++++ Provided records ++++
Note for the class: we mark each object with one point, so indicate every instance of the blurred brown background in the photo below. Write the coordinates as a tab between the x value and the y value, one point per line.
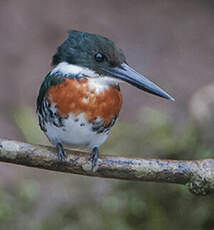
171	42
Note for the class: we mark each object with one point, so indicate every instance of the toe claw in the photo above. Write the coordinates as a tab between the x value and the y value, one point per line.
61	153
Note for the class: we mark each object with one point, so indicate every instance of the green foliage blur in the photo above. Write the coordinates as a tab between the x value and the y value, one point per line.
122	205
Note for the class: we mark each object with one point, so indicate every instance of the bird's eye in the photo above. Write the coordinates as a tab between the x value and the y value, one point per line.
99	57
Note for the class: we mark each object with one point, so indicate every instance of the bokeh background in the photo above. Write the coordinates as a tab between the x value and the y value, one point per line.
171	42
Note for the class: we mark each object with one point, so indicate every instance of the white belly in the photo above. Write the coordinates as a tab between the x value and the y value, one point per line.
76	132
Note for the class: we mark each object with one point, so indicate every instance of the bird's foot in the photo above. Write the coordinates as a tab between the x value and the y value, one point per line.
94	156
61	153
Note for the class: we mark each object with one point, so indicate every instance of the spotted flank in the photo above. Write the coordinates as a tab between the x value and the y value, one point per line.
75	113
80	99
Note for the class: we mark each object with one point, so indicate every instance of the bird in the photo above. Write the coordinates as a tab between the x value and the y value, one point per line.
80	98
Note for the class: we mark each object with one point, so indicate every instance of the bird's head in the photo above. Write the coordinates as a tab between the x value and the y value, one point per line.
97	56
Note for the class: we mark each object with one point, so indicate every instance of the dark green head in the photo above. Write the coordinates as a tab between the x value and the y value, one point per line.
99	56
92	51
++++
§ Instructions to follow: What is needed is every line of the data above, set down exactly but with the images left out.

§ Exercise output:
Note for the class: we mark each object with one point, so indicate every instance of the blurred brown background in the photo below. Write the coordinates as a tab between the x value and the y value, one point per line.
171	42
Note for the class: we mark each object with one point, so indicate every instance of the toe claw in the photo above. Write the coordinates as a tab between the x value and the y value, one point per line.
61	153
Note for the class: we mark each object with one point, so indicate every instance of the green foliage blur in the photo above. Write the coordinates as a tab between the x value and the y value, one point per line.
122	205
Note for the class: we mark each object with one point, so indicate every instance of the bird's eye in the photo above. Write the coordinates as a tab between the x value and the y value, one point per line.
99	57
Note for the class: we mark each object with one point, so indicate every instance of the bokeh background in the photo above. Write the coordinates as a tab between the x value and the y value, one point per line.
171	42
Note for the class: we mark each object with one point, so indicate every instance of the white belly in the photo above. Write the coordinates as a tab between the x value and the y value, one point per line.
76	132
Note for the class: we mark each object with one point, so indicate every instance of the bird's foot in the photo above. Write the coordinates as a tab between the x value and the y value, one point per line.
94	156
61	153
Note for the class: we mark each object with one point, so indicate every instance of the spotted flank in the photo above. Write the coordinates as a tab between the x value and the y value, one point per line.
75	113
80	99
Note for the class: we mark each object with one point, so indicate every instance of the bird in the photo above. Write the coordinates as a tab between the x value and the y value, one point per line.
80	98
Note for the class: we mark each object with one point, so indicate every instance of the bird's head in the photo above. Write the coordinates as a tab between the x value and the y value, one point per line.
97	56
Note for the class: we mark each object with one point, so indicate every instance of the dark green head in the photo above. Write the coordinates as a tab between the x value and the y value, one point per line.
99	56
92	51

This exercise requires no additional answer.